(Problems to solve)
1. In the passage about Kennedy and the South, who was the director of the Democratic Presidential campaign in Virginia?
2. Check each statement against the passage about Kennedy and the South and answer yes or no, quoting the words that decide it: (a) The Republicans claimed the lead in Texas. (b) Many people predicted that Nixon would carry Georgia, Alabama, Mississippi, Louisiana, or Arkansas. (c) Tennessee was described as a toss-up.
3. Rewrite the part of the passage about Kennedy and the South that begins with "There is also" and ends with "those five states.", swapping "erosion" for "decline".

I have heard repeatedly, from the likes of -- say -- Zell Miller, praise for JFK as the type of Democrat that the South could rally behind and the current party is oh-so-liberal and oh-so-out-of-step. A bit of research, and I find this "And yet" with Kennedy and the South. He did not win his southern states very easily. From the New York Times:

9-6: "There's no doubt about it -- we're at our low point now," conceded William C Battle, director of the Democratic Presidential campaign in Virginia. An "uphill battle" for Senator John F Kennedy was forecast by Governor Ernest F Collings.

"I think it is a little too close," said Govern0or Luther Hodges of North Carolina.

"Tennessee looks like a toss-up right now," said one of the state's most respected political observers.

Florida will be lost unless the state's Democratic officeholders join in a unified campaign, according to Governor Leroy Collins and James Jilligan, the party chairman.

And although Texas is the home state of Senator Kennedy's vice-presidential running mate, Senator Lyndon Johnson, the Republicans claim the lead there. <...>

There is also evidence of erosion of the tradional loyalty to the Democratic Party in Georgia, Alabama, Mississippi, Louisiana, and Arkansas. However, few were willing to predict that vice president Richard Nixon could carry any of those five states.

[Point annotation records]
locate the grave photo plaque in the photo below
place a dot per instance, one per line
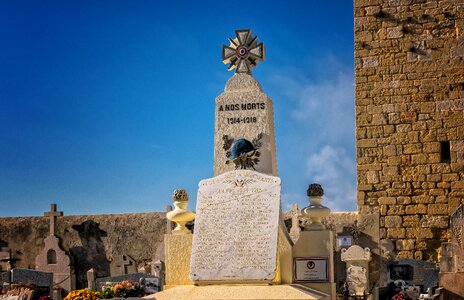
(236, 228)
(311, 269)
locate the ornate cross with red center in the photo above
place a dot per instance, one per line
(53, 214)
(243, 53)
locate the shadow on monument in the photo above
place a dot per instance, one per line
(91, 255)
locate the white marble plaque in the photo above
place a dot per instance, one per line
(236, 226)
(311, 269)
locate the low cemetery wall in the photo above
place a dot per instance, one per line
(93, 241)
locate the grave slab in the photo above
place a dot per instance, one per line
(236, 228)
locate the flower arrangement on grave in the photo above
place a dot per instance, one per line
(83, 294)
(123, 289)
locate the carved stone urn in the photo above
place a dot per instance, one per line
(180, 215)
(315, 211)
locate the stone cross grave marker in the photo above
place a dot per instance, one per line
(236, 228)
(53, 214)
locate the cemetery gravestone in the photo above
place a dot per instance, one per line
(54, 259)
(123, 265)
(295, 229)
(236, 228)
(413, 272)
(357, 269)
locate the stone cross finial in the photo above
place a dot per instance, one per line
(53, 214)
(243, 53)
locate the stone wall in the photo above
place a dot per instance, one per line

(Answers for the exercise)
1. William C Battle

2.
(a) Yes: "the Republicans claim the lead there"
(b) No: "few were willing to predict that vice president Richard Nixon could carry any of those five states"
(c) Yes: "Tennessee looks like a toss-up right now"

3.
There is also evidence of decline of the tradional loyalty to the Democratic Party in Georgia, Alabama, Mississippi, Louisiana, and Arkansas. However, few were willing to predict that vice president Richard Nixon could carry any of those five states.